§ **SET EXERCISE**:
Extract every line of the rows below that contains the string "beam", treating uppercase and lowercase letters as distinct.

START DATA SECTION

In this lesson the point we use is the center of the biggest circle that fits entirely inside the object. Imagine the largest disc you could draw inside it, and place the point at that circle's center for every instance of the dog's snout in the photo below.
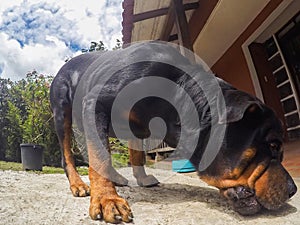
(292, 188)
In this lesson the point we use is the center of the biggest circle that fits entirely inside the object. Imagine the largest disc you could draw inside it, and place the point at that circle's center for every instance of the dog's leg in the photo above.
(63, 124)
(138, 160)
(105, 203)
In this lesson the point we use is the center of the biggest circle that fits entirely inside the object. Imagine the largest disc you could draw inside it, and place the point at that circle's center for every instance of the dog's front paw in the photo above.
(80, 189)
(147, 181)
(111, 208)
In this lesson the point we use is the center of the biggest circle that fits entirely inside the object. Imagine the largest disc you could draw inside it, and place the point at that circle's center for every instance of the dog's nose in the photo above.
(292, 188)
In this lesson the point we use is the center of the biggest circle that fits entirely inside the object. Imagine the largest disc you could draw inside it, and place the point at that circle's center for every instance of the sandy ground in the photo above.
(28, 198)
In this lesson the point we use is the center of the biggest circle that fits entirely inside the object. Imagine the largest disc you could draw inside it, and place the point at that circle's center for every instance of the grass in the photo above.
(46, 169)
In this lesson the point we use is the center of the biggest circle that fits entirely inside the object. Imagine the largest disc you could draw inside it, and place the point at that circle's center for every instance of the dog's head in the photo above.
(248, 169)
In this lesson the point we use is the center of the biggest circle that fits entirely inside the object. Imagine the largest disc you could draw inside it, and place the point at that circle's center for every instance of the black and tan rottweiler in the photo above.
(247, 169)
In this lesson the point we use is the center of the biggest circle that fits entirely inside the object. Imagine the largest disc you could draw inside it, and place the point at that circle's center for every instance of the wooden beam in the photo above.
(161, 12)
(169, 23)
(200, 17)
(182, 25)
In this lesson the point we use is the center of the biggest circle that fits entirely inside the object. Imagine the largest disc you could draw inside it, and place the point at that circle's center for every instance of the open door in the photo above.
(267, 81)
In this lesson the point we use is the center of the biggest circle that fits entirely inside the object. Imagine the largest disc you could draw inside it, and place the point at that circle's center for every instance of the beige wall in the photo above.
(232, 66)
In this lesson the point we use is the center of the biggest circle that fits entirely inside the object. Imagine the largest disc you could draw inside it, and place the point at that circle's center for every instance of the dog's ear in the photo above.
(236, 105)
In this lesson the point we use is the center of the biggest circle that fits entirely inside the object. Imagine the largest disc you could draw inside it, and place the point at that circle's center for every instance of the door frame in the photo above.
(263, 28)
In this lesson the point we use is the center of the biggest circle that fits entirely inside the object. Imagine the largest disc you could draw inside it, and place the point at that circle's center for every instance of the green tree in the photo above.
(4, 95)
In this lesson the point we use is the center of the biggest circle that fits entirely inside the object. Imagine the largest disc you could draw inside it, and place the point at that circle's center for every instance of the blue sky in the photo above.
(40, 35)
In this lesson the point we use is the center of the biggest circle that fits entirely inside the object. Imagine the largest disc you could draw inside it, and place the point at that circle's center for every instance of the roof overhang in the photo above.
(213, 25)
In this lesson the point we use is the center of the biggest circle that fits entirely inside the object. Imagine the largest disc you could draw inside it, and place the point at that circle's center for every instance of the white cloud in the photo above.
(41, 34)
(17, 61)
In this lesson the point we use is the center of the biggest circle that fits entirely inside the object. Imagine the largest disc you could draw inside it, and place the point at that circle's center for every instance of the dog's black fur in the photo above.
(95, 79)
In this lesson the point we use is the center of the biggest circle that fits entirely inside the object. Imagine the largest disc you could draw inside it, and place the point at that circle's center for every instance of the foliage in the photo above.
(119, 152)
(26, 117)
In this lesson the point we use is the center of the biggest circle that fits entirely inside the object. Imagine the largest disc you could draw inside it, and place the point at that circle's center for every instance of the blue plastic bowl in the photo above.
(182, 166)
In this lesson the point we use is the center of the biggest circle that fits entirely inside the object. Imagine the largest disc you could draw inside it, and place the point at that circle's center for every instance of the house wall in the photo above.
(232, 66)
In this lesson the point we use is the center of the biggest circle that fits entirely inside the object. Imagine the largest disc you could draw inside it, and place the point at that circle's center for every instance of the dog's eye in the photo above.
(273, 146)
(276, 150)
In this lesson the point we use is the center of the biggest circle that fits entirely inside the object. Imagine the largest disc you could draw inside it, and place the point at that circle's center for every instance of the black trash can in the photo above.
(32, 156)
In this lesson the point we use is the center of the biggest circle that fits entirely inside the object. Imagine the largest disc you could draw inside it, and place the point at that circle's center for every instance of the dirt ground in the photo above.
(28, 198)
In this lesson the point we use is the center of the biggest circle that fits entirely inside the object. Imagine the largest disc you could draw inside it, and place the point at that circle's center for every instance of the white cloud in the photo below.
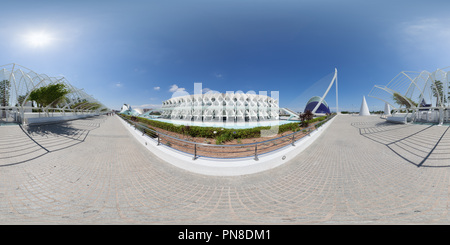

END DATA SECTION

§ **REPLY TO THE TASK**:
In this lesson the point we use is the center of the biggest circle that fits entirely inside the object. Imagine the largest disc you could draw inside it, and place the point at that circle's center for every instance of the wooden beam in the photo above.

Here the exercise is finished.